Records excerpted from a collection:
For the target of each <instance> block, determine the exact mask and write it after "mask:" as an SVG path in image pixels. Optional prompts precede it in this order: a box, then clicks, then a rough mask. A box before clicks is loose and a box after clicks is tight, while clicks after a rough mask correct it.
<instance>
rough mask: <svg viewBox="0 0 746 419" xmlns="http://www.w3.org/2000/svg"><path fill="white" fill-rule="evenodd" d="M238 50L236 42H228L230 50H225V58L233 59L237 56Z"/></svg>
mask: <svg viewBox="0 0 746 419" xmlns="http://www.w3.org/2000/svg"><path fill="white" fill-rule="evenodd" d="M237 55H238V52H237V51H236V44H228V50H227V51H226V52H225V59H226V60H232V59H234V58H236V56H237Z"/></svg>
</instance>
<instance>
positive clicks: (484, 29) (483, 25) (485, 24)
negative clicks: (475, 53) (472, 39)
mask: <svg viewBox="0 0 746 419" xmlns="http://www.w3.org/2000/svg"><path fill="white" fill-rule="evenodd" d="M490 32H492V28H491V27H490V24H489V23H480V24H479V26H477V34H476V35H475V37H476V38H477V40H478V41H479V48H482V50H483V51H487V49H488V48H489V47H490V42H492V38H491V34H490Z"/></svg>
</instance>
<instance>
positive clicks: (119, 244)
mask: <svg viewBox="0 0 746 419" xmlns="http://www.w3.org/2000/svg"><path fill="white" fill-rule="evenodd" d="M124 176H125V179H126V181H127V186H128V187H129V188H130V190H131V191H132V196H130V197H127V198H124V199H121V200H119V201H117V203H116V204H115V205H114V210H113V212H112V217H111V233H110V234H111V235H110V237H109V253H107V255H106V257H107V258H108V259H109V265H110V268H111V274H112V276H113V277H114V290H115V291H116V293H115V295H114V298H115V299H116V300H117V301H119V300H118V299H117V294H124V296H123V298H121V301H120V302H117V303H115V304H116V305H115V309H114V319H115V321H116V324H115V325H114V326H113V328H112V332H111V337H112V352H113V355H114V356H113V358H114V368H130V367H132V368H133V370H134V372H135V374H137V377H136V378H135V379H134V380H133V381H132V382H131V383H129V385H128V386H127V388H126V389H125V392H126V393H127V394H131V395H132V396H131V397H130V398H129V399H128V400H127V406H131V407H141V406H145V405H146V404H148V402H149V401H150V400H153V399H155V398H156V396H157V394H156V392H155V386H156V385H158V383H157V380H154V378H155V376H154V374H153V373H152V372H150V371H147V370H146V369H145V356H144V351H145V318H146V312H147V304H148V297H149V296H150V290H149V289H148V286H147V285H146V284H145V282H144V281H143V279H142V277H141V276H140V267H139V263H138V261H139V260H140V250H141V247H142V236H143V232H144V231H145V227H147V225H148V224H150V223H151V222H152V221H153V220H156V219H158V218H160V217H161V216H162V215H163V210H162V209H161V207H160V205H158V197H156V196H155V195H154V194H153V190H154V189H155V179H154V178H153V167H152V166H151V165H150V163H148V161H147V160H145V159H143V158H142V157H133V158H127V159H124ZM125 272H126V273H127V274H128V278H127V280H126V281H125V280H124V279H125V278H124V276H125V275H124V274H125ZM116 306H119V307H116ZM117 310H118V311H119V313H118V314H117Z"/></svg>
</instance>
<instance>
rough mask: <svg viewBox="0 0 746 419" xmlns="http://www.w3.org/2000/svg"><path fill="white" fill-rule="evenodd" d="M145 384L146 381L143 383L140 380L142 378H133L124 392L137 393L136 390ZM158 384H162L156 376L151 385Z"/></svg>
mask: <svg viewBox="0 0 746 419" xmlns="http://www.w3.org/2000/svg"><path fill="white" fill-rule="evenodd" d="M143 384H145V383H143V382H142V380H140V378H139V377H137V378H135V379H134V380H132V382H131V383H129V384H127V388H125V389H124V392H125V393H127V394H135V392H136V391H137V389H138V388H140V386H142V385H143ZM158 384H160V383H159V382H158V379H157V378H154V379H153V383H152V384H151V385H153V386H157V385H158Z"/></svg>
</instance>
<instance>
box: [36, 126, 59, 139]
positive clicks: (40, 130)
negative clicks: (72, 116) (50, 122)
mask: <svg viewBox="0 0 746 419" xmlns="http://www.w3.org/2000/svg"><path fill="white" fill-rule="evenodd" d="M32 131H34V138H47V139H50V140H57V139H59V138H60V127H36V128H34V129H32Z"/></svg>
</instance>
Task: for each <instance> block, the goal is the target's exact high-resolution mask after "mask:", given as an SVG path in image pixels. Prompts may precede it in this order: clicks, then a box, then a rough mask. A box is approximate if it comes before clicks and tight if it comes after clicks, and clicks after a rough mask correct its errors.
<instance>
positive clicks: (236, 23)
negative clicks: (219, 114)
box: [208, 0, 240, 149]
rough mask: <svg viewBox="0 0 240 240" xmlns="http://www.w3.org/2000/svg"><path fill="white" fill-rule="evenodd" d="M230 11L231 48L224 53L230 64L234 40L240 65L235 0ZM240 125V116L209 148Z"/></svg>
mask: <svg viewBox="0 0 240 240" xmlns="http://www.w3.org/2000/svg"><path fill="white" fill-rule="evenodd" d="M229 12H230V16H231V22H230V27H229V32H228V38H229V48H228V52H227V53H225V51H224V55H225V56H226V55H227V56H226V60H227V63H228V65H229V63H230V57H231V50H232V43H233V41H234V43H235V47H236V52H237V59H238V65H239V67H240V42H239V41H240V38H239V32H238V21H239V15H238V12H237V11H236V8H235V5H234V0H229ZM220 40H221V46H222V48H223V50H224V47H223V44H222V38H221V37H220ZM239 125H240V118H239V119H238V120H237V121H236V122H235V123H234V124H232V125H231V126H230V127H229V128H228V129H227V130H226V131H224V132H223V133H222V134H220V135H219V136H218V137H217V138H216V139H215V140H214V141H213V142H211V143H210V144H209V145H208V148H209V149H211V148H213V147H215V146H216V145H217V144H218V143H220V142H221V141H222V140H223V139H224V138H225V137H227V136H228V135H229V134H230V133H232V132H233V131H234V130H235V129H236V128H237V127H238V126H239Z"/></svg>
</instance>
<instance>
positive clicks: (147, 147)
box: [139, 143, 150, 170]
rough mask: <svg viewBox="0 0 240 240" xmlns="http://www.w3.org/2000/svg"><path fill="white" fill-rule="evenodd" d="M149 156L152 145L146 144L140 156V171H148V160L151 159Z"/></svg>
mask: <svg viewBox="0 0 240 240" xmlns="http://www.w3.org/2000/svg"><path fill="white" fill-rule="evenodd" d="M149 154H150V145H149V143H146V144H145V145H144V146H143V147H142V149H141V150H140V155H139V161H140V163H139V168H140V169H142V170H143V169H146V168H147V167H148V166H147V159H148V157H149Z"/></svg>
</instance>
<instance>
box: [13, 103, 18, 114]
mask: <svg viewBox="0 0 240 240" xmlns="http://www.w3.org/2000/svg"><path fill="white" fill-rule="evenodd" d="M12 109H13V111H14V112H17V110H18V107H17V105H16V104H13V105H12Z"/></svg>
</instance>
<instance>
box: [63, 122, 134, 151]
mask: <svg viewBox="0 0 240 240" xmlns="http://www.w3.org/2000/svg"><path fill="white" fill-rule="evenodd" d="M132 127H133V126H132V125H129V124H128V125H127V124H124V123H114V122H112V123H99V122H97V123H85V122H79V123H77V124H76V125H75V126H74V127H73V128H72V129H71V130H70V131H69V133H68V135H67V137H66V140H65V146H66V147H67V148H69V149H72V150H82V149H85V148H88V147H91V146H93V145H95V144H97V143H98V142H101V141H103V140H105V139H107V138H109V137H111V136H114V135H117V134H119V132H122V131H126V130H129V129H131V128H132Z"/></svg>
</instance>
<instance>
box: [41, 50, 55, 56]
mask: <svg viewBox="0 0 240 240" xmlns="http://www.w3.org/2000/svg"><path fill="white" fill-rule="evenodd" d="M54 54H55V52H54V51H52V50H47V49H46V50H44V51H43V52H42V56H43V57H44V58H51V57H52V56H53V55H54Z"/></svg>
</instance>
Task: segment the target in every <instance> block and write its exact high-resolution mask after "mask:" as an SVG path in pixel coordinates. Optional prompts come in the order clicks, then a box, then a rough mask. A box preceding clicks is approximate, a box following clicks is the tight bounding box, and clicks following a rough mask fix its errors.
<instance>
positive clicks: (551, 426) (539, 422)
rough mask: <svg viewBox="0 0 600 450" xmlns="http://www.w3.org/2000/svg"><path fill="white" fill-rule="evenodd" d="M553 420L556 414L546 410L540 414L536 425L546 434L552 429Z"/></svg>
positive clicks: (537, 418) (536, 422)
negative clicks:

Task item: Please return every line of the records above that contains the word "pixels".

The completed task:
For the target of each <instance> block, determine the exact mask and write it after "mask:" as an SVG path in image pixels. Optional prompts precede it in this order: a box, then clicks, then a rough mask. A box before clicks is loose and a box after clicks is tight, while clicks after a rough mask correct it.
Task: for each <instance> block, the goal is the target's exact high-resolution mask after "mask:", given as an SVG path in image pixels. Prompts may precede it in this order: clicks, then a box, then a rough mask. A box is approximate if it comes before clicks and tight if it comes after clicks, and clicks after a rough mask correct its errors.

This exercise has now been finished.